Exercise passage:
By looking at estimations and projections of how much money the pharmaceutical industry has saved by not having to have those negotiations (or rather has made in revenue through being able to overcharge), we can understand how the return on investment that these companies make through their lobbyists.

Between 1998 and 2016, assuming that 100% of lobbying spendings go to preventing Medicare negotiating drug prices, profit was approximately $53,821,000,000 for the pharmaceutical industry; this figure comes from total pharmaceutical cost (or spending) for efforts against Medicare negotiations of drug prices, which was $179 million, being subtracted from total revenue, which was $54 billion (Institute for Health and Socio-economic Policy)

This also means that for each dollar the pharmaceutical industry spends on preventing Medicare from negotiating drug prices (whether that’s through funding campaigns of politicians who they know are anti-Medicare or through paying for advertisements to go out to voters), there is a 30,300% return on investment (Institute for Health and Socio-economic Policy).

Data listing:
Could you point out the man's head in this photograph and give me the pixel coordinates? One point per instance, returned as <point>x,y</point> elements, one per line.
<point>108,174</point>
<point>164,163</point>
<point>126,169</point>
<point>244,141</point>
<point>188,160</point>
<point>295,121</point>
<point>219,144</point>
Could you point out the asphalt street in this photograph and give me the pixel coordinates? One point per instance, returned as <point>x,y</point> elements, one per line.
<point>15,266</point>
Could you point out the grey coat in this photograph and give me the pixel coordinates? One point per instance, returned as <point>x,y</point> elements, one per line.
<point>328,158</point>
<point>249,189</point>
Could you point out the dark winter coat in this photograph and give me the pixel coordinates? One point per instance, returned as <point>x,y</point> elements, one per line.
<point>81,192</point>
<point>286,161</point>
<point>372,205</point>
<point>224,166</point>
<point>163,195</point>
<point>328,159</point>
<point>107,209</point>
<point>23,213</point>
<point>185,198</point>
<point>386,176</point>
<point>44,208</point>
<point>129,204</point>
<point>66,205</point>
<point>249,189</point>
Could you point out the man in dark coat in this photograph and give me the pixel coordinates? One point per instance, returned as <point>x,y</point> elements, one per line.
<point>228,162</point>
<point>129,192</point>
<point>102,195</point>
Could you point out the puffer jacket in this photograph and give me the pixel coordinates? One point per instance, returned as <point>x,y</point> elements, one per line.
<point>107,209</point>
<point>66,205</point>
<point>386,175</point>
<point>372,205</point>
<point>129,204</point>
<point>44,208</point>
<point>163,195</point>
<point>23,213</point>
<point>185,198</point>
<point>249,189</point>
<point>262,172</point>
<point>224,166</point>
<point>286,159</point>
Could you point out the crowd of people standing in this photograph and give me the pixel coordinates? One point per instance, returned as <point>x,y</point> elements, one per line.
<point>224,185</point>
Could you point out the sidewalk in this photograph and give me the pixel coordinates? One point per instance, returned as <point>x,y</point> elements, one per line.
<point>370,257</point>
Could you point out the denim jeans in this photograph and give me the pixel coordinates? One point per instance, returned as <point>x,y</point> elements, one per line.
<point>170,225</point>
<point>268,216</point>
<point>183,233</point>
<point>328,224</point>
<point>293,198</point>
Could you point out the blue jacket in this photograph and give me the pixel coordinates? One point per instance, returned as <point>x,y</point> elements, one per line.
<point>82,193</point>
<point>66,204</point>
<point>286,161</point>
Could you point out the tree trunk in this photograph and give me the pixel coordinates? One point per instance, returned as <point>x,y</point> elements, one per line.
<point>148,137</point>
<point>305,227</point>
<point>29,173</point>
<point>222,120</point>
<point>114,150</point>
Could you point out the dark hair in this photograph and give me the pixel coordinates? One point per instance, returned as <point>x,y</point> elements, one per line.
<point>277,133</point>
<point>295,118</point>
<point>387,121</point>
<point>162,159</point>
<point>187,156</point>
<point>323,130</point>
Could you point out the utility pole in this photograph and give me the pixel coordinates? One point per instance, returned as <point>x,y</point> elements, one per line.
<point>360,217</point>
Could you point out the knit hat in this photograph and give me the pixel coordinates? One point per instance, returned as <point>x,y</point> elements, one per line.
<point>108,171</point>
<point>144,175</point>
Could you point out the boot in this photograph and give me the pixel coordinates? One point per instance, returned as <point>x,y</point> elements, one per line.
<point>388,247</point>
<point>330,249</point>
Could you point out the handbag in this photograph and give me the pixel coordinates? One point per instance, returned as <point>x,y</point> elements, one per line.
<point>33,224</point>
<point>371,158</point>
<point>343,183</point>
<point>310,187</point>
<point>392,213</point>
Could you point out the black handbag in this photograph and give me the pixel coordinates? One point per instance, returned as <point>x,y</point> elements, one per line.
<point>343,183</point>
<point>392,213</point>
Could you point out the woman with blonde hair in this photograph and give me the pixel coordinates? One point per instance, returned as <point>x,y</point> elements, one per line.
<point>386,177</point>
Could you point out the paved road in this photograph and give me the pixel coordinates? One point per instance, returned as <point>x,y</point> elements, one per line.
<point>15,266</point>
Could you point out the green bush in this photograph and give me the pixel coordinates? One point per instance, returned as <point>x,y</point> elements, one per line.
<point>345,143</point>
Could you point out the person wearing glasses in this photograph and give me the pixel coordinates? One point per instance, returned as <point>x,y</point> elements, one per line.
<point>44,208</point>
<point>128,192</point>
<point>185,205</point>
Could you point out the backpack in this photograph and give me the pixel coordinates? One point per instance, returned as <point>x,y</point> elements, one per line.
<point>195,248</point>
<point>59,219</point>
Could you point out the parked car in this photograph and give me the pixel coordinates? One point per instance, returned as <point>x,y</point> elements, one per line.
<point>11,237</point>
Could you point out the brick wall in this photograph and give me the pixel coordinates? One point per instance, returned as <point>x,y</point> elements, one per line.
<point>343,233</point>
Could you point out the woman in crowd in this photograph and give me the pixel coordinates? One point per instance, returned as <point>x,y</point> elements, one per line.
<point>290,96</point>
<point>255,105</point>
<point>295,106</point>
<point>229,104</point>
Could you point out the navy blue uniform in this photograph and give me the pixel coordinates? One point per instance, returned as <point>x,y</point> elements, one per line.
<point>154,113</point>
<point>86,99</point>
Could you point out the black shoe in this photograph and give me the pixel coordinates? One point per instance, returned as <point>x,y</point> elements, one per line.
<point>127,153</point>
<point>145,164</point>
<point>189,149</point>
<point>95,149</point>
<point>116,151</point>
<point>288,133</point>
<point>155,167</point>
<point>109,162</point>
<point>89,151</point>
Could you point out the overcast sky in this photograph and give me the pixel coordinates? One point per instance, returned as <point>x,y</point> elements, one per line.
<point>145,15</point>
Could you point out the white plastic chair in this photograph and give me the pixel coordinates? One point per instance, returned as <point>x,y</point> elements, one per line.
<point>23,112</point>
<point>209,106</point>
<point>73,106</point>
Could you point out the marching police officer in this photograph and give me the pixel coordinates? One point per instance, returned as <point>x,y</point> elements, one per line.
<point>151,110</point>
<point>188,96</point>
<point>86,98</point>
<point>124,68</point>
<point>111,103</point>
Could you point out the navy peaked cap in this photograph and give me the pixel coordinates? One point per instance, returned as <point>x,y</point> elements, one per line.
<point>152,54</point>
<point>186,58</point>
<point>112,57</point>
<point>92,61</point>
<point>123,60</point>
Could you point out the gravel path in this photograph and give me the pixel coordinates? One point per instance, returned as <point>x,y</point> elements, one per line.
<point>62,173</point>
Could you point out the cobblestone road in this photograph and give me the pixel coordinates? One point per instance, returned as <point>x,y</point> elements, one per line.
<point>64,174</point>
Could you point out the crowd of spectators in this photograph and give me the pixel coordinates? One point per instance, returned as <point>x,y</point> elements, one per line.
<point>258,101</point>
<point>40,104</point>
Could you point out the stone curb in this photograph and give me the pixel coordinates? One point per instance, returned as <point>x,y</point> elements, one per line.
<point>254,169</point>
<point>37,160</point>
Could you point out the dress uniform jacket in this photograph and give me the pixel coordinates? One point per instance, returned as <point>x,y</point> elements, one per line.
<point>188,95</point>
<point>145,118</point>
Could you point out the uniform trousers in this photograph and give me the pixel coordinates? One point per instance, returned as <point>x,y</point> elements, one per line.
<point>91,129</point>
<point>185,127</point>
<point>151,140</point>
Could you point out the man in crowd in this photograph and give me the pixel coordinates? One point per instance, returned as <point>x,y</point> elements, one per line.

Task directions:
List every dollar amount that appears in the text on pharmaceutical lobbying.

Solution to the exercise:
$53,821,000,000
$179 million
$54 billion